## RECORDS FOR THE TASK

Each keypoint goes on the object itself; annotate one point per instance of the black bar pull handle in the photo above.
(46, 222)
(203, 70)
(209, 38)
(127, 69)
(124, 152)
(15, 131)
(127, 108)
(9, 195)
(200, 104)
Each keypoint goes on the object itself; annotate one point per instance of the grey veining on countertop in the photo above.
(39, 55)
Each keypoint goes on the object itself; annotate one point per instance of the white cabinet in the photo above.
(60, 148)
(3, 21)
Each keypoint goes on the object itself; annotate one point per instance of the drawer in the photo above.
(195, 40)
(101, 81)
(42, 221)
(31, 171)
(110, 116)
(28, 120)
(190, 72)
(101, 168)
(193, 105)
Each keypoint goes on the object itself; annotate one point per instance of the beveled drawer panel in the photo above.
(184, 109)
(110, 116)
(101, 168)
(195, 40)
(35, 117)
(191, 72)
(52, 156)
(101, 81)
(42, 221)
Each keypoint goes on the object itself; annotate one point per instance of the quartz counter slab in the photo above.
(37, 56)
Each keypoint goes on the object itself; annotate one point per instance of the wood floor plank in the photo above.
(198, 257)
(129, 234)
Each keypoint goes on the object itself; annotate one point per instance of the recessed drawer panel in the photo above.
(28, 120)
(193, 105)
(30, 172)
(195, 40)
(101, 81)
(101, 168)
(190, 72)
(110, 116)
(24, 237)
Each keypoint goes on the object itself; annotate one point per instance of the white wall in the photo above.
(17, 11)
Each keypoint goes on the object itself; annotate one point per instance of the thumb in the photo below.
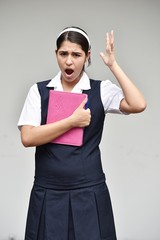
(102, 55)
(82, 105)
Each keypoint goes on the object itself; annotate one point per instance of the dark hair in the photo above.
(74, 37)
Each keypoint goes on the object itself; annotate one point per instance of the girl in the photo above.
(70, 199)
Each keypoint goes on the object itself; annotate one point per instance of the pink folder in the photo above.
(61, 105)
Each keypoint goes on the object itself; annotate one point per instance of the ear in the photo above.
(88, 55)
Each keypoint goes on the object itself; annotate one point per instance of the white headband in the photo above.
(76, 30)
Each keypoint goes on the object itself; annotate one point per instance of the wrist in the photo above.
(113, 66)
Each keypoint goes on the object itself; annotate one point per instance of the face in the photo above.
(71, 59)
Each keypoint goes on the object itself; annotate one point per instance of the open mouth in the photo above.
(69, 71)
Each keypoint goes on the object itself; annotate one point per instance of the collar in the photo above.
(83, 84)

## WRITTEN INSTRUCTION
Can you quote the entire listing above word for word, leaving the pictures out of your reply?

## TASK OUTPUT
Each keypoint goes on the object itself; annotate one point per instance of the black bar pull handle in the photo above.
(46, 222)
(203, 70)
(209, 38)
(127, 69)
(124, 152)
(15, 131)
(127, 108)
(9, 195)
(200, 104)
Each keypoint goes on the object itself; annotate one point per instance of the grey veining on countertop in the photo above.
(39, 55)
Each keypoint goes on the object itself; annotate one point per instance of the white cabinet in the photo above.
(60, 148)
(3, 21)
Each keypoint goes on the object itself; annotate one point per instance of the drawer in the photo above.
(195, 40)
(101, 81)
(42, 221)
(31, 171)
(110, 116)
(28, 120)
(190, 72)
(101, 168)
(193, 105)
Each keypoint goes on the object itself; annotate one point per instance of the beveled drawer panel in the photo above.
(184, 109)
(110, 116)
(101, 168)
(195, 40)
(35, 117)
(191, 72)
(52, 156)
(101, 81)
(42, 221)
Each keypoint goes on the object itself; annotate one point per instance of the quartz counter slab in the photo above.
(37, 56)
Each keypoint goes on the object itself; annotate one point per instance of the wood floor plank in the photo above.
(198, 257)
(129, 234)
Each keypoint goes on the object itself; annotate one point per instance of the recessed drawer panel in the photo above.
(28, 120)
(193, 105)
(30, 172)
(195, 40)
(101, 81)
(101, 168)
(190, 72)
(110, 116)
(24, 237)
Each keypoint goes on the object itself; annotate one point per instance of the white wall in the photo above.
(17, 11)
Each keypoint goes on the object itself; annotate one point per instance of the thumb in the photo below.
(102, 55)
(82, 105)
Each keypoint goes on the object itself; annotate one point per instance of the dark hair in the photo above.
(74, 37)
Each keypoint goes on the object itself; annotate one point per instance of the girl in the photo above.
(70, 199)
Each keypoint goes on the object itself; annotate one point per instance of the pink folder in the photo above.
(61, 105)
Each keypoint goes on the object itself; annotate one point per instance of the ear in the photo above.
(88, 55)
Each keypoint goes on the object itself; annotate one point per instance of the white headband in the photo above.
(76, 30)
Each keypoint goes on the object itself; annotate one point per instance of the wrist in the photo above.
(113, 66)
Each keypoint goes on the object itself; annotate one point per instance of the face in the photo above.
(71, 59)
Each keypoint goes on the object itself; annotate one point per instance of the open mouth in the photo above.
(69, 71)
Each keypoint goes on the object itself; annotate one point per instance of the collar in the photo above.
(83, 84)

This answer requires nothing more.